• Work order 1: Decide whether each statement agrees with the Lanikai beach house article. Answer yes or no for each, quoting the deciding words of the article exactly: (a) Peacock recognized the man's name as that of a writer married to a famous actress. (b) Peter Ziroli crafted 40 ohia doors for the buildings. (c) The entire two-part project was completed in late 2001.
• Work order 2: Echo the part of the Lanikai beach house article between "The entire two-part" and "realtor Oliver says.", inclusive.

• Passage to read:
▼▼▼
Just before New Years day some eight years ago, Hawai‘i architect Nancy Peacock sped to Lanikai from her Honolulu office to meet a potential client who with his wife had purchased a spectacular beachfront lot through Coldwell-Banker Pacific Properties Realtor Anne Oliver.

Boasting 140 feet of ocean frontage (right), the main home and guest house (above) sit on the better part of a half-acre of land.

Augie Salbosa photos

Peacock knew the man’s name but didn’t recognize it as a writer married to a famous actress. Peacock was especially excited about a Lanikai project where she and her family had “visited and played at the beaches” decades earlier.

“I’ve always loved that place and those classically simple Lanikai beach cottages that are disappearing,” she says.

The slender, smiling man in T-shirt, shorts and slippers stood near the property’s carport and a “very funky” guesthouse. Near the shoreline was something that caught Peacock’s eye and touched her architectural soul — the main house was original Lanikai cottage style.

“I could tell it was high quality construction…and mostly solid redwood,” she recalls. “It was in remarkably good shape.

“It was a wonderful old home with great bones.”

The structure, which Peacock says was built in the late 1920s and Realtor Oliver believes in the 1930s, is on the State and National Register of Historic Places.

Introducing himself by first name, the man told Peacock what he didn’t want built on the Mokulua Drive site.

“I don’t want a house for Architectural Digest,” he said. “I want a house I can live in and where a family can be comfortable” that included the couple’s two young children. “What I want is a nice beach house.”

Peacock had designed a home like that across the street, so the pair went visiting.

“There were toys and other kids’ stuff all over the floor, and swimsuits and beach things hanging outside,” Peacock says.

“He smiled and said ‘I like this. You’re hired, so get started.’”

By this time, Peacock’s curiosity had gotten the best of her.

“So what do you do?” she says.

The man “ah shucks” style said he worked in the entertainment industry. Then he said his actress wife’s name.

“I think I just smiled,” Peacock says.

(In the case you’re wondering, the couple in question insists on anonymity.)

So began for Peacock a two-year odyssey, including seven months for design work and obtaining permits, of “exacting restoration” and “impeccable” attention to detail for phase one restoration of the main and “funky” guest house.

(The couple would purchase the adjacent property — expanding their “sandy beach” beachfront to about 140 feet — where Peter Vincent, another Honolulu architect, would build a swimming pool, pool house, covered patios and a courtyard. This phase took about 18 months.)

The entire two-part project, including fine-tuning the landscaping using only native Hawaiian plants, was completed in late 2001. The three structures on the nearly half-acre site include three bedrooms in the primary home and two in the guesthouse, and with the pool house provide 4,456 square-feet of “interior area,” realtor Oliver says.

The finished product is a time warp of a long-ago comfortable Hawaii. The single-story main house is the largest of the property’s three structures at about a modest 2,000 square-feet of interior space. The guest and pool houses mimic the main house with open lanais, board-and-batten walls, ohia floors and high-vaulted white ceilings. Big Island fine wood worker Peter Ziroli crafted 40 ohia doors for the buildings.
▲▲▲
• Extracted material:
▼▼▼
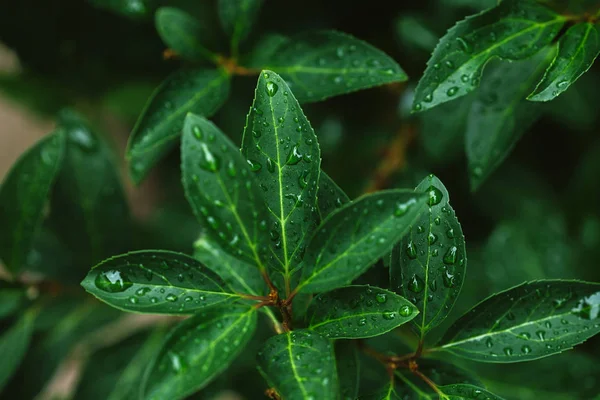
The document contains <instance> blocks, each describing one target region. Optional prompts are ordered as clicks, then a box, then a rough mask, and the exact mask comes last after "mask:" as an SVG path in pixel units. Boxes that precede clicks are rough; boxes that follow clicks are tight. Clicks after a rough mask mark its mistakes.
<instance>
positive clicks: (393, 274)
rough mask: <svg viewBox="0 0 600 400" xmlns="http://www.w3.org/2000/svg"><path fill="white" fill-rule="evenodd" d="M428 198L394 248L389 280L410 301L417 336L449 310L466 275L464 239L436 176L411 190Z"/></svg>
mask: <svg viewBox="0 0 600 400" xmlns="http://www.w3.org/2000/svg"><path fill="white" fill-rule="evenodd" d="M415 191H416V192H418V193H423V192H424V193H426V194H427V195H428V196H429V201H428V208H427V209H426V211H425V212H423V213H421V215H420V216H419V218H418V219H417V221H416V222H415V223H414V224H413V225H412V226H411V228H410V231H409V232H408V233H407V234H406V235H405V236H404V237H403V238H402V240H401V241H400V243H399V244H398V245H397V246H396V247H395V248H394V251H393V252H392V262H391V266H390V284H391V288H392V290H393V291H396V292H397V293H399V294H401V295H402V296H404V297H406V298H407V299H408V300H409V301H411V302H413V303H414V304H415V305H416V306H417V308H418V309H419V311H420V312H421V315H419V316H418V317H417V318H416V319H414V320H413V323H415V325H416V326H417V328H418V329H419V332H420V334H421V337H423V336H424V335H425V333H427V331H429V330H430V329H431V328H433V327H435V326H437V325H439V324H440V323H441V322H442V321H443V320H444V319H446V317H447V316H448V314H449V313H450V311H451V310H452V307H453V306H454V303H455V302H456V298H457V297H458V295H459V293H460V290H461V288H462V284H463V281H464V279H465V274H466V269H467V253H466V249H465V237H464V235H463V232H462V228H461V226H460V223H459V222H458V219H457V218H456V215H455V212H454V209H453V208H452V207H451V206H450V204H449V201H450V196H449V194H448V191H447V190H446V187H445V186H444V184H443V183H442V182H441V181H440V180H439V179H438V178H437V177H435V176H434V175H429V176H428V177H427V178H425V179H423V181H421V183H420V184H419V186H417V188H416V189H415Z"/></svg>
▲▲▲
▼▼▼
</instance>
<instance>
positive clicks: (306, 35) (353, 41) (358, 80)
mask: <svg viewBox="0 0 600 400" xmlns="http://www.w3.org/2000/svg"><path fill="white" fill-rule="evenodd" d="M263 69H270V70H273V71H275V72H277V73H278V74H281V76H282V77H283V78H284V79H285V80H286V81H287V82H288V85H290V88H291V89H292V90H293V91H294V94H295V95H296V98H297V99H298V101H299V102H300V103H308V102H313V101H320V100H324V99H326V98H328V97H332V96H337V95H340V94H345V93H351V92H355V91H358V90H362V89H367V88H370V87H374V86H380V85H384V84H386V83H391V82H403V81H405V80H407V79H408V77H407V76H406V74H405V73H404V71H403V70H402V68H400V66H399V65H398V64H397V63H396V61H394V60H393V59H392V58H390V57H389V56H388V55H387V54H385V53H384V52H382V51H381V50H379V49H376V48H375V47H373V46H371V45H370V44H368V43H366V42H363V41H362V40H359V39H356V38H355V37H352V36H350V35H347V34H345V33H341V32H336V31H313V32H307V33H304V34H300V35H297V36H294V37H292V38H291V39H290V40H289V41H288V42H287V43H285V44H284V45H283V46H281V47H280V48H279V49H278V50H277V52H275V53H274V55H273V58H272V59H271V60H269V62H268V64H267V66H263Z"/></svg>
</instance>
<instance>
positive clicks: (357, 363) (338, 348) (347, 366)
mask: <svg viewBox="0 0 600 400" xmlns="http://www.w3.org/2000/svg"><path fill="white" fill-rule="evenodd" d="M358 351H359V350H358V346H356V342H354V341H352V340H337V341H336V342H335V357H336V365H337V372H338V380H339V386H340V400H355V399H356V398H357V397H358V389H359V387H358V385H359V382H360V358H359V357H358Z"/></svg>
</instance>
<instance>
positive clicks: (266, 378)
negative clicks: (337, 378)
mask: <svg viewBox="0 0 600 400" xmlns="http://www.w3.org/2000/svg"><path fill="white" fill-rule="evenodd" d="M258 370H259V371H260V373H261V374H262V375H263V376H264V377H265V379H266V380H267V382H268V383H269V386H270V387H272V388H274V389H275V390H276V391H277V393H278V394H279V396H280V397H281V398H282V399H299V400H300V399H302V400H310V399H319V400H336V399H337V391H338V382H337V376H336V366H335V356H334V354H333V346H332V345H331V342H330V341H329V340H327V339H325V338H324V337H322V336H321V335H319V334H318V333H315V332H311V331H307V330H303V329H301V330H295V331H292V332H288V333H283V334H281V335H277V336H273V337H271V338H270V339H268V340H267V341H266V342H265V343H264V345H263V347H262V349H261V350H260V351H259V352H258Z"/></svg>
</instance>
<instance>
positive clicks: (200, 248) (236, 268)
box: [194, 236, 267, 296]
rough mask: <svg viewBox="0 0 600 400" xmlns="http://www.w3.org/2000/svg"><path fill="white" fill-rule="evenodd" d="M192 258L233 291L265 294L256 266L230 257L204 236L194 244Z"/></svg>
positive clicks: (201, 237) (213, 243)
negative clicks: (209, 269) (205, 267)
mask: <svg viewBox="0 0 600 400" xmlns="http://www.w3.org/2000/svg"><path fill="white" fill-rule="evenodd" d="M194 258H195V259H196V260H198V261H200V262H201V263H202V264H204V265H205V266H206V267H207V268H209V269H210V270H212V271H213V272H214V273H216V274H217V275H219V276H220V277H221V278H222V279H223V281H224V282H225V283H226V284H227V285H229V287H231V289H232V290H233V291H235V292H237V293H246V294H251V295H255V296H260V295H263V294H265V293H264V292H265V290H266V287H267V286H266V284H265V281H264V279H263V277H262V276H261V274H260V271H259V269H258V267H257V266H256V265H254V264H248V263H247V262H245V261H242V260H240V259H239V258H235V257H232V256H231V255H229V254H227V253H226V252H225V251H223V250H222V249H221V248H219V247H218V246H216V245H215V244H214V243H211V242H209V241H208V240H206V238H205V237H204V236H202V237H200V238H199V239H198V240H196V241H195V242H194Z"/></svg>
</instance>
▲▲▲
• Written response 1:
(a) No: "Peacock knew the man’s name but didn’t recognize it as a writer married to a famous actress."
(b) Yes: "Big Island fine wood worker Peter Ziroli crafted 40 ohia doors for the buildings."
(c) Yes: "The entire two-part project, including fine-tuning the landscaping using only native Hawaiian plants, was completed in late 2001."

• Written response 2:
The entire two-part project, including fine-tuning the landscaping using only native Hawaiian plants, was completed in late 2001. The three structures on the nearly half-acre site include three bedrooms in the primary home and two in the guesthouse, and with the pool house provide 4,456 square-feet of “interior area,” realtor Oliver says.